## THE REQUEST
Type out the material below exactly.

[Point annotation dataset records]
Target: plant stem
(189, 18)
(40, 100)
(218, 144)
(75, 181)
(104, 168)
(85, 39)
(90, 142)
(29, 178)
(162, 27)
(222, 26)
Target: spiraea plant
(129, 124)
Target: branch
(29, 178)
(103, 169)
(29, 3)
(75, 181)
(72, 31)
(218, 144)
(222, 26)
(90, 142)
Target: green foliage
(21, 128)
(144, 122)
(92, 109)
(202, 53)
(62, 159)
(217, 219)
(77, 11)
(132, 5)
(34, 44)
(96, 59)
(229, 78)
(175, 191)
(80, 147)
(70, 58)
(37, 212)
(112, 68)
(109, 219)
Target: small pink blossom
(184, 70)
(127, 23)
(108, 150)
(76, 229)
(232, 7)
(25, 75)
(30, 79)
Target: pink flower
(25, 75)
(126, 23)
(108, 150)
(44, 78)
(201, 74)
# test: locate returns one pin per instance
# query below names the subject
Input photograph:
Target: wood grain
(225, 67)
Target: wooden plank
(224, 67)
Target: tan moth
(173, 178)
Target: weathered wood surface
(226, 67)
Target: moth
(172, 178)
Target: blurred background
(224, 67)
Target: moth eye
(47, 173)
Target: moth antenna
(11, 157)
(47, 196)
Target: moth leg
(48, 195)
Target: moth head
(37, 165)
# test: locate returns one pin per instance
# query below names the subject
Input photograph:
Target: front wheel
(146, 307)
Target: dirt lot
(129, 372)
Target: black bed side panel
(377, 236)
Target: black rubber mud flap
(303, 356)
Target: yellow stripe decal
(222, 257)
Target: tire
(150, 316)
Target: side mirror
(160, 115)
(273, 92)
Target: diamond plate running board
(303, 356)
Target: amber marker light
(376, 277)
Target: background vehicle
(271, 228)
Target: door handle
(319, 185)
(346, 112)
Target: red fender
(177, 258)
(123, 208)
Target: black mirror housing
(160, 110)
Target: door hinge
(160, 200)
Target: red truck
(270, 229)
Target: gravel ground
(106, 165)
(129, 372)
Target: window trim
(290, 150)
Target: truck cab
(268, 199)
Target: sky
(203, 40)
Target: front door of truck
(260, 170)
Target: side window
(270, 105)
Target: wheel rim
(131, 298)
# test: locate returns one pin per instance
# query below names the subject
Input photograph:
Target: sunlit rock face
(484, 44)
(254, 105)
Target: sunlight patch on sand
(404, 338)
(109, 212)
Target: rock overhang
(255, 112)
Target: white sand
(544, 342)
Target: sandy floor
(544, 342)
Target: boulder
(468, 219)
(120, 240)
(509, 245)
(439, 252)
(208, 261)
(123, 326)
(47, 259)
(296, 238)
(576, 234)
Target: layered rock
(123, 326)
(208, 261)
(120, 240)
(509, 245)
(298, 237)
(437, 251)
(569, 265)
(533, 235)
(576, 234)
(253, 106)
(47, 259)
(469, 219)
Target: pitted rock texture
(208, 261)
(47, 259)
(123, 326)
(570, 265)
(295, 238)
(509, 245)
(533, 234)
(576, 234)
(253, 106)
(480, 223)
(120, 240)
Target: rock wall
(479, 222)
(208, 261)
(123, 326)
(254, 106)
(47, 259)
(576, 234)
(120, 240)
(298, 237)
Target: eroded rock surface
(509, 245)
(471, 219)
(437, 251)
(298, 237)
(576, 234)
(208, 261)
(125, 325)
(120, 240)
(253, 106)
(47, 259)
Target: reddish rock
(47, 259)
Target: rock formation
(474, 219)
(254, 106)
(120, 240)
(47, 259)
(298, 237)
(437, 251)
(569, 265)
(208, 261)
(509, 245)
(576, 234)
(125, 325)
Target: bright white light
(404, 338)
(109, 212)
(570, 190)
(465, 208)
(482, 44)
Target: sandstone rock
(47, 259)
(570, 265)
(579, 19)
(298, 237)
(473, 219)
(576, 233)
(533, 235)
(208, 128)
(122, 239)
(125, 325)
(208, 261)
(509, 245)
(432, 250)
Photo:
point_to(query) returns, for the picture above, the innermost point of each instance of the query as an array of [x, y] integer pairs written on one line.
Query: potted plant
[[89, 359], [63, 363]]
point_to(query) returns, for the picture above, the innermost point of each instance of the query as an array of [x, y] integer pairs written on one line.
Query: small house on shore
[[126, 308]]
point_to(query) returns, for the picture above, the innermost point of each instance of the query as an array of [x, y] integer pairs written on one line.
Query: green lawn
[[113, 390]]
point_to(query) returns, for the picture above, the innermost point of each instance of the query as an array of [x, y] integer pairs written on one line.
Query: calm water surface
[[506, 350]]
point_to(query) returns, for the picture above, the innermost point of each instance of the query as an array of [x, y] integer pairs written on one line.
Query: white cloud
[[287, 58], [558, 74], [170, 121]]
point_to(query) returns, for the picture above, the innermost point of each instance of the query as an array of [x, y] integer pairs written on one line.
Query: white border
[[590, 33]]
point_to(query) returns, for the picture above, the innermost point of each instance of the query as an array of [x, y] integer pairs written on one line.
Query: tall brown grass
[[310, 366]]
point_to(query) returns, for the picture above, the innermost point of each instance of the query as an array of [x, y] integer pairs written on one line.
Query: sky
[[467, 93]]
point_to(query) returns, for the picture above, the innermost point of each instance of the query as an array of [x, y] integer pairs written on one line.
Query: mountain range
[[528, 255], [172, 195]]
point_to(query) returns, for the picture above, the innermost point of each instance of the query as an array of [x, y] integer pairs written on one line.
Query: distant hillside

## EXERCISE SOLUTION
Target: plant stem
(189, 18)
(40, 100)
(218, 144)
(75, 181)
(104, 168)
(85, 39)
(90, 142)
(29, 178)
(162, 27)
(222, 26)
Target: spiraea plant
(129, 124)
Target: branch
(29, 178)
(103, 169)
(29, 3)
(75, 181)
(72, 31)
(218, 144)
(222, 26)
(90, 142)
Target: green foliage
(21, 128)
(144, 122)
(92, 109)
(202, 53)
(62, 159)
(217, 219)
(77, 11)
(132, 5)
(34, 44)
(96, 59)
(229, 78)
(175, 191)
(80, 147)
(70, 58)
(37, 212)
(112, 68)
(109, 219)
Target: small pink blossom
(184, 70)
(127, 23)
(108, 150)
(76, 229)
(232, 7)
(25, 75)
(30, 79)
Target: pink flower
(25, 75)
(126, 23)
(108, 150)
(44, 78)
(201, 74)
# test: locate returns one pin per instance
# query below names the subject
Input photograph:
Target: wood grain
(225, 67)
Target: wooden plank
(224, 67)
Target: tan moth
(173, 178)
Target: weathered wood surface
(226, 67)
Target: moth
(172, 178)
Target: blurred background
(224, 67)
Target: moth eye
(47, 173)
Target: moth antenna
(11, 157)
(47, 196)
Target: moth leg
(48, 195)
Target: moth head
(37, 165)
# test: locate returns one pin per instance
# query below names the subject
Input photograph:
Target: front wheel
(146, 307)
Target: dirt lot
(129, 372)
Target: black bed side panel
(377, 236)
Target: black rubber mud flap
(303, 356)
Target: yellow stripe decal
(222, 257)
Target: tire
(150, 316)
Target: side mirror
(160, 115)
(273, 92)
Target: diamond plate running board
(303, 356)
Target: amber marker light
(376, 277)
Target: background vehicle
(271, 228)
Target: door handle
(319, 185)
(346, 112)
Target: red fender
(177, 258)
(123, 208)
Target: black mirror housing
(160, 110)
Target: door hinge
(160, 200)
Target: red truck
(270, 229)
Target: gravel ground
(106, 165)
(129, 372)
Target: window trim
(290, 150)
Target: truck cab
(268, 199)
Target: sky
(203, 40)
Target: front door of truck
(260, 170)
Target: side window
(270, 105)
Target: wheel rim
(131, 298)
# test: locate returns one pin per instance
# query below names the subject
Input photograph:
Target: sunlit rock face
(484, 44)
(254, 105)
Target: sunlight patch on sand
(404, 338)
(109, 212)
Target: rock overhang
(255, 112)
Target: white sand
(544, 342)
Target: sandy floor
(544, 342)
Target: boulder
(468, 219)
(120, 240)
(509, 245)
(439, 252)
(208, 261)
(123, 326)
(47, 259)
(296, 238)
(576, 234)
Target: layered rock
(123, 326)
(208, 261)
(120, 240)
(509, 245)
(298, 237)
(437, 251)
(569, 265)
(533, 235)
(576, 234)
(253, 106)
(47, 259)
(469, 219)
Target: pitted rock texture
(208, 261)
(47, 259)
(123, 326)
(570, 265)
(295, 238)
(509, 245)
(533, 234)
(576, 234)
(253, 106)
(480, 223)
(120, 240)
Target: rock wall
(479, 222)
(208, 261)
(123, 326)
(254, 106)
(47, 259)
(576, 234)
(120, 240)
(298, 237)
Target: eroded rock surface
(509, 245)
(471, 219)
(437, 251)
(298, 237)
(576, 234)
(208, 261)
(125, 325)
(120, 240)
(253, 106)
(47, 259)
Target: reddish rock
(47, 259)
Target: rock formation
(474, 219)
(254, 106)
(120, 240)
(47, 259)
(298, 237)
(437, 251)
(569, 265)
(208, 261)
(509, 245)
(576, 234)
(125, 325)
Target: bright white light
(404, 338)
(109, 212)
(570, 190)
(465, 208)
(482, 44)
Target: sandstone rock
(47, 259)
(570, 265)
(579, 19)
(298, 237)
(473, 219)
(576, 233)
(533, 235)
(208, 128)
(122, 239)
(125, 325)
(208, 261)
(509, 245)
(432, 250)
Photo:
point_to(query) returns, for the picture above, the innermost point of each instance of the query as an array of [x, y] integer pairs written on one line.
Query: potted plant
[[89, 359], [63, 363]]
point_to(query) returns, for the picture above, the innermost point of each instance of the query as an array of [x, y] integer pairs written on one line.
Query: small house on shore
[[126, 308]]
point_to(query) returns, for the picture above, the innermost point of each instance of the query as an array of [x, y] integer pairs written on one line.
Query: green lawn
[[113, 390]]
point_to(query) returns, for the picture above, the innermost point of each instance of the query as an array of [x, y] integer pairs written on one line.
Query: calm water surface
[[506, 350]]
point_to(query) returns, for the picture above, the innermost point of each instance of the query as an array of [x, y] integer pairs written on one line.
Query: white cloud
[[287, 58], [558, 74], [170, 121]]
point_to(query) returns, for the picture above, the innermost point of each instance of the query as an array of [x, y] integer pairs written on one line.
Query: white border
[[590, 33]]
point_to(query) returns, for the picture above, the innermost point of each instance of the query as an array of [x, y] integer pairs written on one line.
Query: tall brown grass
[[310, 366]]
point_to(query) returns, for the picture above, the innermost point of each instance of the query as an array of [x, y] integer pairs written on one line.
Query: sky
[[467, 93]]
point_to(query) returns, for the picture above, the innermost point of each instance of the query as an array of [x, y] integer pairs written on one line.
Query: mountain range
[[528, 255], [172, 195]]
point_to(query) returns, for the picture above, the innermost point of each instance of the query as an array of [x, y] integer pairs written on one line.
Query: distant hillside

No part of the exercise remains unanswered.